= Stated task =
Arrange the material below as a Markdown table with the columns "No." and "Line". Include only the lines from the one containing "Exercise. Pick out the dark wall" through the end of the material, and omit any blank lines.

= Extracted records =
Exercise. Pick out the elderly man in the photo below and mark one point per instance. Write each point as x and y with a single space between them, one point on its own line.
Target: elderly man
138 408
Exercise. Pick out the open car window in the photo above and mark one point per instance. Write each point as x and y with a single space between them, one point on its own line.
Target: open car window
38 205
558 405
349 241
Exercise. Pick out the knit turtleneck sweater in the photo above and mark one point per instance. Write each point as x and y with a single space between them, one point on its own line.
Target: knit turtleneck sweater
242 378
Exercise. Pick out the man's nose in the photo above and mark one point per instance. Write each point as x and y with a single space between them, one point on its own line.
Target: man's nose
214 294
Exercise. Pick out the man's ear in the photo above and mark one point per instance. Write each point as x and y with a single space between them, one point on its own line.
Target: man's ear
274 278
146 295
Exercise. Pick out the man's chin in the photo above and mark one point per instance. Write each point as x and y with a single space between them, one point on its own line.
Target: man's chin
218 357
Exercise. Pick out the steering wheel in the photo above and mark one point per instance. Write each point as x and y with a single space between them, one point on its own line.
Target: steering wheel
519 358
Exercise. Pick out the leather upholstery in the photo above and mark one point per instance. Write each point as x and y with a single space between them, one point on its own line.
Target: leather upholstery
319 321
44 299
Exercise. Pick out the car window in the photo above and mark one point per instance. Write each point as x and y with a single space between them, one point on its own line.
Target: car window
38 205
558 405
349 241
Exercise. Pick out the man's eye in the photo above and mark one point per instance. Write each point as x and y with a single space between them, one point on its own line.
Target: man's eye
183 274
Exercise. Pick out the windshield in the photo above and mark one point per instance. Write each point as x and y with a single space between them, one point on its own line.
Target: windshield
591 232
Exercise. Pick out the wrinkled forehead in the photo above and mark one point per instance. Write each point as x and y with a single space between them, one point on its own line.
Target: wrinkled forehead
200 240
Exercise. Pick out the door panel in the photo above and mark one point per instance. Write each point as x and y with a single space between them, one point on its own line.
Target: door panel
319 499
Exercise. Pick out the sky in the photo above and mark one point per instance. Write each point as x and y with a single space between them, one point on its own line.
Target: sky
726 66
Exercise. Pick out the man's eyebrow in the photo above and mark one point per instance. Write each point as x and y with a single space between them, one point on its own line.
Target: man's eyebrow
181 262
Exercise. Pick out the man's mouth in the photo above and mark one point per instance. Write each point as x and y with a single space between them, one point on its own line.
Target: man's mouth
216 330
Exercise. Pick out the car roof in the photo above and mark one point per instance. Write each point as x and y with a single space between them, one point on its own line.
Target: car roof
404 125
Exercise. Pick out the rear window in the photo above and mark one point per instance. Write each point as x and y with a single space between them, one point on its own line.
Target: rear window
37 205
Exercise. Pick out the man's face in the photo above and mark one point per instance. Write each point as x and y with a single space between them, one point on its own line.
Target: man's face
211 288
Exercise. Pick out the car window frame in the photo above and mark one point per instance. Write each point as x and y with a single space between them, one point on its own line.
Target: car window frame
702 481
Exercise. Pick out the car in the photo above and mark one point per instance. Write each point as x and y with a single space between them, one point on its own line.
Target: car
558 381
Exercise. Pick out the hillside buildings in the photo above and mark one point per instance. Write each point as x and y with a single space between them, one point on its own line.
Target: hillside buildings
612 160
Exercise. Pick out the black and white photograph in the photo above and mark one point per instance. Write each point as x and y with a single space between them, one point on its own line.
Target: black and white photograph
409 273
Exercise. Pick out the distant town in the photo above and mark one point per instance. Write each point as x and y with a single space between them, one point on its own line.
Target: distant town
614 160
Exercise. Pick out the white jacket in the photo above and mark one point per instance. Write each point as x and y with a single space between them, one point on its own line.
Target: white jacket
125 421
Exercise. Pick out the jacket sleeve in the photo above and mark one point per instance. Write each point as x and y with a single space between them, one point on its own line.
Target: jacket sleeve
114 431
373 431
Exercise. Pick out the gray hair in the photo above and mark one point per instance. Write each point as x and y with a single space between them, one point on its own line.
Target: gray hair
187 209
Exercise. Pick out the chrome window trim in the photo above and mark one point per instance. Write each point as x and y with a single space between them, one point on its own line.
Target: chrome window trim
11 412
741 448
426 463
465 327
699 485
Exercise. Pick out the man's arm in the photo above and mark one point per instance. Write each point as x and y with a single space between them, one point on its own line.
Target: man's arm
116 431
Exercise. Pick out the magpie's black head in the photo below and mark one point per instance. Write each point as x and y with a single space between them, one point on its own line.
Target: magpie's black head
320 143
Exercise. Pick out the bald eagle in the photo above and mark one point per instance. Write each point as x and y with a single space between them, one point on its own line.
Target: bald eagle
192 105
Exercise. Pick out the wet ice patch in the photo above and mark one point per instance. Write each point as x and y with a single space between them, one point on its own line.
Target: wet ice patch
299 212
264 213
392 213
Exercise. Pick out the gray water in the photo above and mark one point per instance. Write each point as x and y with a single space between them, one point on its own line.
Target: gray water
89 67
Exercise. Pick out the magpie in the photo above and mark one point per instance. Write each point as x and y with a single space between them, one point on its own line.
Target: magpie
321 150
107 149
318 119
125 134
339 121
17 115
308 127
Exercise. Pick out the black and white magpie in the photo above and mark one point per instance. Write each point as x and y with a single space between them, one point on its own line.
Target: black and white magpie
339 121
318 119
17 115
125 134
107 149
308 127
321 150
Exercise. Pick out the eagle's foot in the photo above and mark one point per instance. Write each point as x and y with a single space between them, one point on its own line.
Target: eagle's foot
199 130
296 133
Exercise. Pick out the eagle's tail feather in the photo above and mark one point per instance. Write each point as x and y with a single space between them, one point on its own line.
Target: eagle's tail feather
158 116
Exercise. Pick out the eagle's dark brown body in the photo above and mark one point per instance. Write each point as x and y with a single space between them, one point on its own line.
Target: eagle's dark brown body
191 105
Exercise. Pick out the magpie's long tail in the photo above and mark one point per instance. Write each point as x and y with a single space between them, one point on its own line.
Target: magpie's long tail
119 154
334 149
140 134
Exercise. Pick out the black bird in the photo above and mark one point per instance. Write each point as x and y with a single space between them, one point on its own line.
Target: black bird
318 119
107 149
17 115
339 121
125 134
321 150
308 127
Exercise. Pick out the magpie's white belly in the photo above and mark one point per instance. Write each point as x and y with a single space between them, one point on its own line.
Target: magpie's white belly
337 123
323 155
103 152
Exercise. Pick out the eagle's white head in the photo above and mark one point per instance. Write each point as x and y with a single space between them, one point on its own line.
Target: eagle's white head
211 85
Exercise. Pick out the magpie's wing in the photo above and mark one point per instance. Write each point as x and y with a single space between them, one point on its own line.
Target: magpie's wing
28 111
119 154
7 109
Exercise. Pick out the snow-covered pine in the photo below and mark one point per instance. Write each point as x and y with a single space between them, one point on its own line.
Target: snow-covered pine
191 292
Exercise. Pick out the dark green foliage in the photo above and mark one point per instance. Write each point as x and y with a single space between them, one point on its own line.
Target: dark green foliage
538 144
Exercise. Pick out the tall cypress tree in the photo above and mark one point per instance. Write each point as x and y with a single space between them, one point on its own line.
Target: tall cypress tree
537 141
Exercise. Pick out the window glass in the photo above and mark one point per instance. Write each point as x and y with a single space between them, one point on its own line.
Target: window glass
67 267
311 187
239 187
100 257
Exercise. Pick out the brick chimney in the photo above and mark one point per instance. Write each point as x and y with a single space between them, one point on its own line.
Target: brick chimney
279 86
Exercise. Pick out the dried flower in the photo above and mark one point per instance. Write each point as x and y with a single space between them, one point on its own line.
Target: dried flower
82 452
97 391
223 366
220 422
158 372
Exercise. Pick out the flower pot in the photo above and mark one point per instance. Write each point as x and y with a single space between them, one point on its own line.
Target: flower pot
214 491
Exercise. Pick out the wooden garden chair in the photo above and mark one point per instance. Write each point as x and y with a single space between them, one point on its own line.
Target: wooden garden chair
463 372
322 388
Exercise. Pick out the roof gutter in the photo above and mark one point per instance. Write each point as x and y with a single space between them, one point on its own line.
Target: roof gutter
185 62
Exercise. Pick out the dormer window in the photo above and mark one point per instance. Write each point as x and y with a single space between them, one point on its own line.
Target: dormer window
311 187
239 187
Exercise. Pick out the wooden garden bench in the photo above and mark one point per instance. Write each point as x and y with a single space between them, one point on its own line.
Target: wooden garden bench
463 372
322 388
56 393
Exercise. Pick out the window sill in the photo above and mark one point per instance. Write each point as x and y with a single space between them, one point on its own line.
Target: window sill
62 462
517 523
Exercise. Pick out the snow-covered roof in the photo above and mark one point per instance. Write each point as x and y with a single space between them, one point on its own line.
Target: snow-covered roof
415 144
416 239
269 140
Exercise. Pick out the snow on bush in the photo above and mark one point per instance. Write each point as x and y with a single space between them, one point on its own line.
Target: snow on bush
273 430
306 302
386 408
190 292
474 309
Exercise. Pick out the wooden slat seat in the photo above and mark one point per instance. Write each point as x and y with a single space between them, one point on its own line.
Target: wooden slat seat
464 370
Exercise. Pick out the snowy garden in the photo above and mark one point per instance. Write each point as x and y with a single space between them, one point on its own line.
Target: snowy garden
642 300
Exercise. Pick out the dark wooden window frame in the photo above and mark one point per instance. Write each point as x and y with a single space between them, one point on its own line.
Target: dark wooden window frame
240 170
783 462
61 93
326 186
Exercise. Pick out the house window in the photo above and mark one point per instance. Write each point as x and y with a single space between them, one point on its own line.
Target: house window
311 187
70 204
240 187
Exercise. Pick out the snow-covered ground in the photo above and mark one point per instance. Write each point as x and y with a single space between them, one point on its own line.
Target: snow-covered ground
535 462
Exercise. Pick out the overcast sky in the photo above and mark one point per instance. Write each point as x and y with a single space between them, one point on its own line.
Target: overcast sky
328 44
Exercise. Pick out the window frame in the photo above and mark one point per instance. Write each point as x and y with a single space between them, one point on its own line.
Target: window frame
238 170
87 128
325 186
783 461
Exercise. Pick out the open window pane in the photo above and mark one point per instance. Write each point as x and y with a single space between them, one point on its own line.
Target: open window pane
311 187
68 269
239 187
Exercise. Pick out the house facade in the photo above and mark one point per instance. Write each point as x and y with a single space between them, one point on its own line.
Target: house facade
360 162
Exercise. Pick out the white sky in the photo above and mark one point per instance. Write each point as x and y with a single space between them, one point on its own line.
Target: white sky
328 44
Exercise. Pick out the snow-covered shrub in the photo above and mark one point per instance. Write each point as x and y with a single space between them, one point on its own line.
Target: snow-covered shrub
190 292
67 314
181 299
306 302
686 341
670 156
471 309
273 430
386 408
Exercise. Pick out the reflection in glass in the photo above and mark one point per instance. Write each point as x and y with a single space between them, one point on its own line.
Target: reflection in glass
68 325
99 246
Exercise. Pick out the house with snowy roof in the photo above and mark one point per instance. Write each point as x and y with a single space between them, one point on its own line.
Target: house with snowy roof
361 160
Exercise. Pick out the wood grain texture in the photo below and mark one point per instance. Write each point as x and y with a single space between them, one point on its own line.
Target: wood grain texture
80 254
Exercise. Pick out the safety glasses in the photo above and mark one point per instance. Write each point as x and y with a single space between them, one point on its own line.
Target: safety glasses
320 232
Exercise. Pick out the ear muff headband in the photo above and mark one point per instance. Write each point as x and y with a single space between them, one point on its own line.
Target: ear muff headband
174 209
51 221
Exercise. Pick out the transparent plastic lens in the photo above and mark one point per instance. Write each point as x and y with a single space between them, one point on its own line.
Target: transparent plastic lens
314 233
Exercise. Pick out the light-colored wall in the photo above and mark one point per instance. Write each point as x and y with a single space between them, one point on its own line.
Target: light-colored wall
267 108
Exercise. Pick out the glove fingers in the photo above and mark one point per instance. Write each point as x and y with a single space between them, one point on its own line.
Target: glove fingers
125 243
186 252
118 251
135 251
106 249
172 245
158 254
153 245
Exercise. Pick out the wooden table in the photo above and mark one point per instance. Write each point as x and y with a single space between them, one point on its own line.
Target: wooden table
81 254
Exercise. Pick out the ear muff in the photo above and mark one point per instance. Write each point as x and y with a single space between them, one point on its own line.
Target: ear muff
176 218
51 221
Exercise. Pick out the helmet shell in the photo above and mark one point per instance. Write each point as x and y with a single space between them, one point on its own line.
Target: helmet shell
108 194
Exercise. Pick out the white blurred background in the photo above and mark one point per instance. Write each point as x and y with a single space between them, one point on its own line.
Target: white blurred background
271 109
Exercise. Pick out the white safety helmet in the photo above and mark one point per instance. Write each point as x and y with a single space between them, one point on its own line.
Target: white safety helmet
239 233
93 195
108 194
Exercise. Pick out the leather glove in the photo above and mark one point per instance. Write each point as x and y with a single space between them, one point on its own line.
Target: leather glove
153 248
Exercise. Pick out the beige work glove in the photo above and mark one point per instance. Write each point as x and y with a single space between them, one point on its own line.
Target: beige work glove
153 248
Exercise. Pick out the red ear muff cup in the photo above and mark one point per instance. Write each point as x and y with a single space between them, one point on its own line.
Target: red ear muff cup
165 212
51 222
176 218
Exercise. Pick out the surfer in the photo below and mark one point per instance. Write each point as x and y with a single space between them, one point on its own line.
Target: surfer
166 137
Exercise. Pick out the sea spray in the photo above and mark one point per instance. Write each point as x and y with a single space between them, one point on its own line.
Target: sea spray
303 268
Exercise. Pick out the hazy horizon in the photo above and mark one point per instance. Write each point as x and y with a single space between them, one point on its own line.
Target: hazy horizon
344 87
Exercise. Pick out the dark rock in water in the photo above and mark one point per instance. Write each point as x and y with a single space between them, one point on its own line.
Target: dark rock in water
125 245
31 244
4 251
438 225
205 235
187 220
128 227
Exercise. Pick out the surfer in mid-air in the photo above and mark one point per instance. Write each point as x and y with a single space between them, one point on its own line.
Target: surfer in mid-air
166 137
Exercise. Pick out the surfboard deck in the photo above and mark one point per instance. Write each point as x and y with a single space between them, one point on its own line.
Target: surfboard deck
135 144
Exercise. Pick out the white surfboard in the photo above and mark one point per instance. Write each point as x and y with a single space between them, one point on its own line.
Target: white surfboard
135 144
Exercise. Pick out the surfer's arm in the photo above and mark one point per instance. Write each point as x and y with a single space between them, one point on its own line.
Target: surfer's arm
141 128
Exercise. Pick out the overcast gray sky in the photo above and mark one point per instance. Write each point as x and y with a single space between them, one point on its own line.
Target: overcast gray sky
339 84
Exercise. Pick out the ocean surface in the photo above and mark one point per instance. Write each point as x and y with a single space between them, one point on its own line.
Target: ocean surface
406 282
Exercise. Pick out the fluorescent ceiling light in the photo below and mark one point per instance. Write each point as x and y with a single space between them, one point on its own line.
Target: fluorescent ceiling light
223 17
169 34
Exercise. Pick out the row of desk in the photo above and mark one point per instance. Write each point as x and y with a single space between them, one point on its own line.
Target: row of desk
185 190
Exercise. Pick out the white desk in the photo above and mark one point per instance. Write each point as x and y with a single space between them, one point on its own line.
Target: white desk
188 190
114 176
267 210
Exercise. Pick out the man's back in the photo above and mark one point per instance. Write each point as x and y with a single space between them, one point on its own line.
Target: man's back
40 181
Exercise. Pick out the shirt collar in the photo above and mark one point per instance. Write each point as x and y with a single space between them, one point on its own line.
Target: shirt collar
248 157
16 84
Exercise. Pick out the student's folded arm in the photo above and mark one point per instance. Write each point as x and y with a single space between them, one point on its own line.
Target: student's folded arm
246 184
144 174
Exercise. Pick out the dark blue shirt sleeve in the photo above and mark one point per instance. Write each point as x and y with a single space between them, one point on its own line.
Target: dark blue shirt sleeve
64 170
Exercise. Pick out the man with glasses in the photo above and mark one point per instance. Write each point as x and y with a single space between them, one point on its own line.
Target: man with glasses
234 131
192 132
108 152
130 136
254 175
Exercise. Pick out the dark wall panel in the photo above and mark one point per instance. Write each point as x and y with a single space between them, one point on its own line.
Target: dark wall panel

= Task result =
| No. | Line |
|---|---|
| 1 | Exercise. Pick out the dark wall panel in the photo above and mark one point per instance. Write each point as x and y with a single space between them, one point on its own line. |
| 2 | Target: dark wall panel |